INFORMATION GIVEN:
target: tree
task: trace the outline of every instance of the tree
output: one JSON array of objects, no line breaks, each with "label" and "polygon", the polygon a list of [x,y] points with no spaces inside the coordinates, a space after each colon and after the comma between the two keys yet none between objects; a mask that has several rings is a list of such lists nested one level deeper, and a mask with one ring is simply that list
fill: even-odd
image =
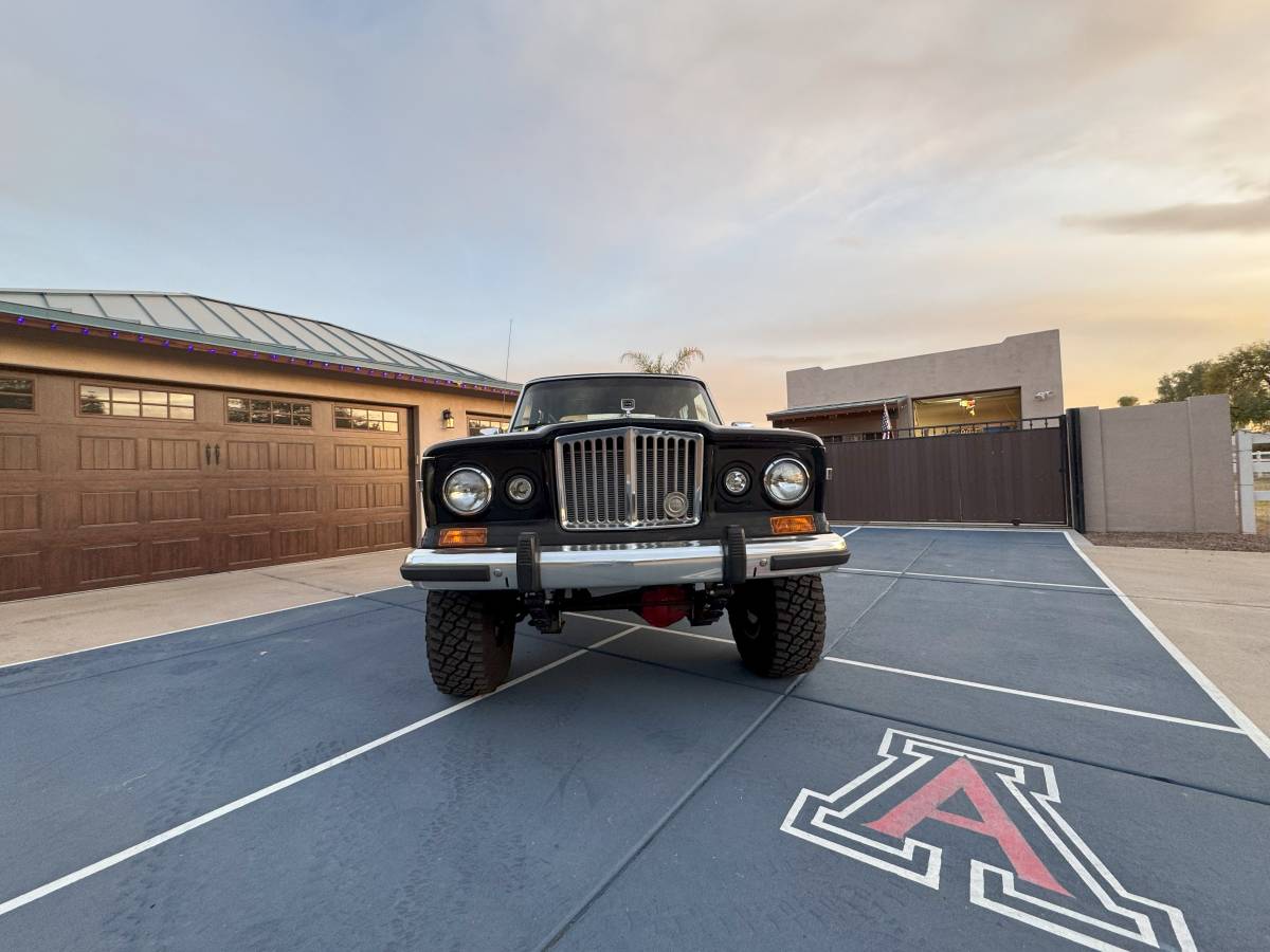
[{"label": "tree", "polygon": [[683,373],[693,360],[705,360],[706,355],[697,347],[681,347],[674,357],[663,354],[652,357],[643,350],[627,350],[622,360],[630,360],[640,373]]},{"label": "tree", "polygon": [[1270,426],[1270,340],[1237,347],[1185,371],[1166,373],[1156,387],[1157,404],[1203,393],[1231,395],[1231,425]]}]

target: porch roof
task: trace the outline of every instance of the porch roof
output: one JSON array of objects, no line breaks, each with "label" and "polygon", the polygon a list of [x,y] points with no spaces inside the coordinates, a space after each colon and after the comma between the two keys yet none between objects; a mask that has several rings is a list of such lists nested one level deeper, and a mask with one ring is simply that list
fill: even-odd
[{"label": "porch roof", "polygon": [[823,404],[820,406],[791,406],[787,410],[773,410],[767,414],[768,420],[791,420],[804,416],[837,416],[842,413],[850,413],[852,410],[867,410],[870,407],[880,407],[884,404],[899,404],[908,400],[909,396],[903,393],[900,396],[893,397],[875,397],[874,400],[850,400],[845,404]]}]

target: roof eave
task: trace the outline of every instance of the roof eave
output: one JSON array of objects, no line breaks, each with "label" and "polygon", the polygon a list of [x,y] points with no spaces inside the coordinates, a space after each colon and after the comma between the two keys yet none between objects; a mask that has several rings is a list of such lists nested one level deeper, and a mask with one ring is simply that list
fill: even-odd
[{"label": "roof eave", "polygon": [[[117,336],[124,334],[133,335],[138,341],[150,340],[179,340],[185,344],[202,344],[212,348],[213,353],[224,352],[231,357],[246,357],[251,354],[255,359],[260,355],[281,360],[302,360],[305,368],[337,369],[345,368],[357,372],[361,369],[375,371],[384,374],[384,378],[395,377],[400,381],[418,382],[429,386],[453,387],[457,390],[491,390],[494,392],[519,393],[521,387],[509,381],[499,381],[485,377],[466,377],[462,374],[438,374],[423,367],[411,368],[396,364],[387,364],[378,360],[339,360],[331,359],[331,354],[321,354],[314,350],[287,347],[286,344],[272,344],[268,347],[255,341],[243,341],[236,338],[222,338],[215,334],[202,334],[199,331],[179,330],[171,327],[150,327],[132,321],[122,321],[113,317],[97,317],[94,315],[77,314],[75,311],[57,311],[36,305],[24,305],[13,301],[0,300],[0,311],[23,317],[33,317],[50,324],[74,324],[81,327],[97,327],[114,331]],[[142,333],[138,327],[154,333]]]}]

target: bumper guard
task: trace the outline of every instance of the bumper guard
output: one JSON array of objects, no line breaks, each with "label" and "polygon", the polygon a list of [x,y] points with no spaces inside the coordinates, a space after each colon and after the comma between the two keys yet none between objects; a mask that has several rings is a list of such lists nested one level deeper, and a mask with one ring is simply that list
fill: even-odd
[{"label": "bumper guard", "polygon": [[719,542],[545,547],[526,532],[514,548],[417,548],[401,564],[401,578],[420,589],[498,592],[732,585],[826,572],[850,557],[847,541],[836,532],[747,539],[729,526]]}]

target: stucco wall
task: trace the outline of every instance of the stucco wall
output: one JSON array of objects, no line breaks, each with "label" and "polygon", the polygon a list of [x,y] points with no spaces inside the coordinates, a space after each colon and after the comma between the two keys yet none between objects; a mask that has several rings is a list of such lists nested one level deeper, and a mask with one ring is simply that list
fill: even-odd
[{"label": "stucco wall", "polygon": [[[1019,334],[999,344],[855,367],[808,367],[785,374],[786,406],[824,406],[904,395],[942,396],[1019,387],[1022,415],[1063,413],[1063,362],[1057,330]],[[1046,400],[1038,392],[1053,391]]]},{"label": "stucco wall", "polygon": [[1226,396],[1081,407],[1090,532],[1238,532]]}]

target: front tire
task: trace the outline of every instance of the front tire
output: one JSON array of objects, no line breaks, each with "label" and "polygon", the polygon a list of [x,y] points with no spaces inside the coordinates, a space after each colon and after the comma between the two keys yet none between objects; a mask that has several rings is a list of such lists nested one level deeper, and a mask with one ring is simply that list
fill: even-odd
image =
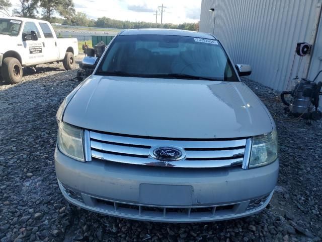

EXERCISE DIRECTIONS:
Rewrite all of the material above, swapping each occurrence of "even-odd" for "nonzero" and leaving everything else unchanged. Leave the pictures out.

WRITTEN RESPONSE:
target: tree
task: trace the outline of every instance of the tree
output: one JSON array of objects, no line breaks, each with "label" and "polygon", the polygon a list of [x,y] points with no spaces inside the coordinates, a space after each colon and after the comma between the two keys yet none between objects; a mask that has several rings is a list of such lists nested one level deeper, and a mask with one ring is simply that list
fill: nonzero
image =
[{"label": "tree", "polygon": [[683,373],[693,360],[705,360],[706,355],[697,347],[681,347],[674,357],[663,354],[652,357],[643,350],[627,350],[622,360],[630,360],[640,373]]},{"label": "tree", "polygon": [[1270,426],[1270,340],[1237,347],[1185,371],[1166,373],[1156,387],[1157,404],[1203,393],[1231,395],[1231,425]]}]

target: porch roof
task: trace the outline of every instance of the porch roof
output: one JSON array of objects, no line breaks, each with "label" and "polygon", the polygon a list of [x,y] points with no spaces inside the coordinates, a space after each colon and after the comma between the two keys yet none between objects; a mask that has several rings is a list of such lists nested one level deeper, and a mask with one ring is simply that list
fill: nonzero
[{"label": "porch roof", "polygon": [[823,404],[820,406],[791,406],[787,410],[773,410],[767,414],[768,420],[791,420],[804,416],[837,416],[842,413],[850,413],[852,410],[867,410],[870,407],[880,407],[884,404],[899,404],[908,400],[909,396],[903,393],[900,396],[893,397],[875,397],[874,400],[850,400],[845,404]]}]

target: roof eave
task: trace the outline of every instance of the roof eave
output: one JSON array of objects, no line breaks, each with "label" and "polygon", the polygon a list of [x,y] points with no spaces inside the coordinates, a space after each colon and after the comma between the two keys yet none between objects; a mask that has several rings is a list of such lists nested one level deeper, and a mask with one ring is simply that list
fill: nonzero
[{"label": "roof eave", "polygon": [[[117,336],[124,334],[133,335],[138,341],[150,340],[179,340],[185,344],[202,344],[212,348],[213,353],[224,352],[231,357],[246,357],[251,354],[255,359],[260,355],[281,360],[302,360],[305,368],[337,369],[345,368],[357,372],[361,369],[375,371],[384,374],[384,378],[395,377],[400,381],[418,382],[429,386],[453,387],[457,390],[491,390],[494,392],[519,393],[521,387],[509,381],[499,381],[485,377],[466,377],[462,374],[438,374],[423,367],[411,368],[396,364],[387,364],[378,360],[339,360],[331,359],[331,354],[321,354],[314,350],[287,347],[286,344],[272,344],[268,347],[255,341],[243,341],[236,338],[222,338],[215,334],[202,334],[199,331],[179,330],[171,327],[150,327],[132,321],[122,321],[113,317],[97,317],[94,315],[77,314],[75,311],[57,311],[36,305],[24,305],[13,301],[0,300],[0,311],[23,317],[33,317],[50,324],[74,324],[81,327],[97,327],[114,331]],[[142,333],[138,327],[154,333]]]}]

target: bumper guard
task: trace the outline of every instance of the bumper guard
output: one JSON array of objects, no line breaks, each with "label" and "polygon", the polygon a list of [x,y] points with no spaces inside the coordinates, a space after each colon and after the comma between the two keys yet none between objects; a mask that has several rings is a list of such lists nested one level deeper, and a mask with one ring is simply that list
fill: nonzero
[{"label": "bumper guard", "polygon": [[719,542],[545,547],[526,532],[514,548],[417,548],[401,564],[401,578],[420,589],[498,592],[732,585],[826,572],[850,557],[847,541],[836,532],[747,539],[729,526]]}]

target: stucco wall
task: trace the outline of every instance of the stucco wall
output: one JSON array of objects, no line breaks, each with "label" and "polygon", the polygon a list of [x,y] points with no spaces inside the coordinates, a space after each colon and after the comma between the two keys yet none between objects; a mask that has several rings is a list of such lists nested one level deeper, and a mask with one ring is simply that list
fill: nonzero
[{"label": "stucco wall", "polygon": [[[1019,334],[999,344],[855,367],[808,367],[785,374],[786,406],[824,406],[904,395],[942,396],[1019,387],[1022,415],[1063,413],[1063,362],[1057,330]],[[1046,400],[1038,392],[1053,391]]]},{"label": "stucco wall", "polygon": [[1226,396],[1081,407],[1090,532],[1238,532]]}]

target: front tire
task: trace the outline of every instance of the front tire
output: one JSON array of objects, no line breaks, each with "label" and "polygon", the polygon a list of [x,y] points with no spaces inside the coordinates, a space after each colon and after the comma between the two keys yet none between objects; a mask that has several rings is a list of such lists nested one level deeper, and a mask with one ring is simply that list
fill: nonzero
image =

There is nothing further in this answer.